Given information –
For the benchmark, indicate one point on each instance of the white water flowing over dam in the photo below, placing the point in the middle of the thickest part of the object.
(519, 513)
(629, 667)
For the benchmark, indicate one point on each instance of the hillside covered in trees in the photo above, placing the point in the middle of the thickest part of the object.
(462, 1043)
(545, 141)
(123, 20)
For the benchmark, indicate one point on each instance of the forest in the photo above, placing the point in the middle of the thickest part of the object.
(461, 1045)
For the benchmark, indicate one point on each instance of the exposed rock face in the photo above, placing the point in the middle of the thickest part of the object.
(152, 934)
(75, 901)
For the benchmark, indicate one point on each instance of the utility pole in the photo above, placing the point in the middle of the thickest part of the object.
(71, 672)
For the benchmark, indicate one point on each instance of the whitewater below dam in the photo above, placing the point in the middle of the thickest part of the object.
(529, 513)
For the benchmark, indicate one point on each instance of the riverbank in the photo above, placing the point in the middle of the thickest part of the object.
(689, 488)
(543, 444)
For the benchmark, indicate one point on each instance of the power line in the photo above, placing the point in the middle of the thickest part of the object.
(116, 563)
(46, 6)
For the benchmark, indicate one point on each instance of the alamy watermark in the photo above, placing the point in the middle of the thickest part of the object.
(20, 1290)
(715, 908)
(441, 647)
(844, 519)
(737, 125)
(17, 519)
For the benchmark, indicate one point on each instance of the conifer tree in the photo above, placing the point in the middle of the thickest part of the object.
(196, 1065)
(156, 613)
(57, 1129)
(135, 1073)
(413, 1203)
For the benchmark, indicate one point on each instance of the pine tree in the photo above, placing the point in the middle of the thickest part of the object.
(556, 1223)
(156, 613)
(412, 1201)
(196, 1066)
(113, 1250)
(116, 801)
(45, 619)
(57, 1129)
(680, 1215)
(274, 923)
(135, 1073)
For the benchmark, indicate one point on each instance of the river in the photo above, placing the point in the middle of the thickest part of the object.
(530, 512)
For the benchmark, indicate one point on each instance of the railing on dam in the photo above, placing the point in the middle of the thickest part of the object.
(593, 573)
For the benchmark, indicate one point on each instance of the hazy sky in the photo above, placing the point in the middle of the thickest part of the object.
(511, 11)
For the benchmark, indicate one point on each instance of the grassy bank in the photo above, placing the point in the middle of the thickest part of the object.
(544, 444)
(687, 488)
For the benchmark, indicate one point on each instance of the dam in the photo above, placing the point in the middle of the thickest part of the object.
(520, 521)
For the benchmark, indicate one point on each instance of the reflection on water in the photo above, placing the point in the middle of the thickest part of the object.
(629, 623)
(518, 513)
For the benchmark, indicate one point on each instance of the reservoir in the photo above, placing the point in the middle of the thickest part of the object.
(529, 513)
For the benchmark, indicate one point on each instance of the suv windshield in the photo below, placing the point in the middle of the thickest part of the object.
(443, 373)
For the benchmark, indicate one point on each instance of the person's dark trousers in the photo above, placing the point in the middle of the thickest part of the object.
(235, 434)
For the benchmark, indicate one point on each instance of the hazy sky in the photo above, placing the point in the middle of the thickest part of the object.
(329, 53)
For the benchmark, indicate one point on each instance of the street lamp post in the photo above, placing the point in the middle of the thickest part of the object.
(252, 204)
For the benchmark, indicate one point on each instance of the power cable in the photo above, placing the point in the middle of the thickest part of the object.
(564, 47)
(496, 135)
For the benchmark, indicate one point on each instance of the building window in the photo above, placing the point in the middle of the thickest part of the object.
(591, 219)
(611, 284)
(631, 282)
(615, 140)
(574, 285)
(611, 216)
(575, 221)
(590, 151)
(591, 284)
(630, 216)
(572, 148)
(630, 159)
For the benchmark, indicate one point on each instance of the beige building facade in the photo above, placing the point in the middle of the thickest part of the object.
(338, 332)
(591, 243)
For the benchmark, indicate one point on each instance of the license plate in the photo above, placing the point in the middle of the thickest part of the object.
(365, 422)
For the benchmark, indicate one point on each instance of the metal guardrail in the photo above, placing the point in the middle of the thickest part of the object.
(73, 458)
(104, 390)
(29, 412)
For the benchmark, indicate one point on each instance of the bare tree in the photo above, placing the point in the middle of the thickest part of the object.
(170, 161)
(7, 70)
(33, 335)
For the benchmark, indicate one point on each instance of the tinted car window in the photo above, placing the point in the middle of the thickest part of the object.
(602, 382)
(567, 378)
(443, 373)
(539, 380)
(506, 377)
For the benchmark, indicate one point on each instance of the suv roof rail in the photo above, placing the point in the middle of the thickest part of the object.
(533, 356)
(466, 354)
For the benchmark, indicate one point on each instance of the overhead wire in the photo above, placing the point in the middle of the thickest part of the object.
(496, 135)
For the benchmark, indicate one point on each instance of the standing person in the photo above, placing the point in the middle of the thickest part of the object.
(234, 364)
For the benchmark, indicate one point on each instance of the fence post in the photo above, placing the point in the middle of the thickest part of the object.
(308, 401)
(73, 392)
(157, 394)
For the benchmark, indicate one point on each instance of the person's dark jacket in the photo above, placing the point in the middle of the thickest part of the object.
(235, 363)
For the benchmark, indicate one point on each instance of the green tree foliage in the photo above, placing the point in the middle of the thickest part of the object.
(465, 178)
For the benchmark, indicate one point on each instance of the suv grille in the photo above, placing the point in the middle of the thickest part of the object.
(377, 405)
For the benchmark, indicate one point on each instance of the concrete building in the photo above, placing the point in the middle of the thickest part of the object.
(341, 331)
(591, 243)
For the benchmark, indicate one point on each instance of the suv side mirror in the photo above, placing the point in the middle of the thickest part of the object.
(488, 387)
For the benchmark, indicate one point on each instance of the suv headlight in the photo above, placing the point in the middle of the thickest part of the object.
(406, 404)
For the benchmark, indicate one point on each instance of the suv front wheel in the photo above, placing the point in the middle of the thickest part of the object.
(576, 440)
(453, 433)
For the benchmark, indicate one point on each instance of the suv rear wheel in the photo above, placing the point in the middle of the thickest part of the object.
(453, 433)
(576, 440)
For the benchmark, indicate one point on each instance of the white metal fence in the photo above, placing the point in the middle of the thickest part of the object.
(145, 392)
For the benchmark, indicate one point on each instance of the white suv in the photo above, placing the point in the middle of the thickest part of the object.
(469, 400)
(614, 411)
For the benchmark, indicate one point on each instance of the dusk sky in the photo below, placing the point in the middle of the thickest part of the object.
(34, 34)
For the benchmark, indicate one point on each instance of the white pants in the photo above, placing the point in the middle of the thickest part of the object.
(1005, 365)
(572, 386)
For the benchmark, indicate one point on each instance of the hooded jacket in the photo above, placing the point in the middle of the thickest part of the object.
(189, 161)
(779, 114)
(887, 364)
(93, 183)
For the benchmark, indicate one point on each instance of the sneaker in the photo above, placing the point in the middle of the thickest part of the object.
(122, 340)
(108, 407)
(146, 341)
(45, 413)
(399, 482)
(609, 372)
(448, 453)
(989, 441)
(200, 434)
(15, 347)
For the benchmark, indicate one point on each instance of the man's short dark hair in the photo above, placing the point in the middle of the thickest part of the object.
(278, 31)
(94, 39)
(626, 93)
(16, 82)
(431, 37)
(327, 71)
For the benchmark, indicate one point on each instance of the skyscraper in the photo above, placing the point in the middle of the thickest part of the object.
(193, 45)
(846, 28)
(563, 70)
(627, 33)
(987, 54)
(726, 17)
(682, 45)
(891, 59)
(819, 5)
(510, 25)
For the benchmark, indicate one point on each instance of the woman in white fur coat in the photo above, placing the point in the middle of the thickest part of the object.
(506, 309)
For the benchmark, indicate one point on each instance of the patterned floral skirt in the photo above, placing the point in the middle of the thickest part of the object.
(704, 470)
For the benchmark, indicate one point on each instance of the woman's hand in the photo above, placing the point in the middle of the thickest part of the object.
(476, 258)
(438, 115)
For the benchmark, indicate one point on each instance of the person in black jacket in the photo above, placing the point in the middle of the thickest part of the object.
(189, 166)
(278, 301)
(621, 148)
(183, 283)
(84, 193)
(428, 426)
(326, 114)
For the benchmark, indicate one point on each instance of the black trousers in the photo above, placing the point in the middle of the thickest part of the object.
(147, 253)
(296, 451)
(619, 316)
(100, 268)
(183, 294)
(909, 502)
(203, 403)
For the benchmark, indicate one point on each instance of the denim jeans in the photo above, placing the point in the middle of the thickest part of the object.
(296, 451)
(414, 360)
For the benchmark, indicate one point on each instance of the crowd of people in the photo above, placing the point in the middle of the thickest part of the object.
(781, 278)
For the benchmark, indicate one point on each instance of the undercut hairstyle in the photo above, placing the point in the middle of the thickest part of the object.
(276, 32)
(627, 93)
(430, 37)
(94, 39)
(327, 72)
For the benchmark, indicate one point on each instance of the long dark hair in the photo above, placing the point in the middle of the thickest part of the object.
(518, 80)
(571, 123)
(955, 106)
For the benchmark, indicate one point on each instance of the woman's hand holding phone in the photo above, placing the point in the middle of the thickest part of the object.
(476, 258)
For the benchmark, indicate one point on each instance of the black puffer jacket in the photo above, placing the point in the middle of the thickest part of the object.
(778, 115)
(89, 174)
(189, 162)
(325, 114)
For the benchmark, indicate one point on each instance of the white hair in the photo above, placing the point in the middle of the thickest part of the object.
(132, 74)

Required work –
What are the lines from the one with "of the undercut" through the last line of the records above? Quote them exactly and add nothing.

Result –
For the benchmark, indicate one point on each instance of the undercut hairstyle in the photo above, placing the point in the middle of the thickest part of the object.
(276, 32)
(627, 93)
(430, 37)
(94, 39)
(327, 72)
For the benchmark, indicate one point on each instance of the long dark hair in the photo above, placing the point in the middle of the thickest part of the object.
(518, 80)
(571, 123)
(955, 106)
For the benchmark, indicate one point on each instance of the woman's hand holding phone in the photo above, placing the point in the middle of the thickest part of the object.
(476, 258)
For the benchmark, indicate one point on each instance of the black puffer jacket in the photo above, placing the point in the middle of the thickest part of the object.
(778, 115)
(89, 174)
(189, 162)
(325, 114)
For the benchmark, indicate one point on each instance of the white hair in the photo above, placing the point in the middle of the thickest part of the object.
(132, 74)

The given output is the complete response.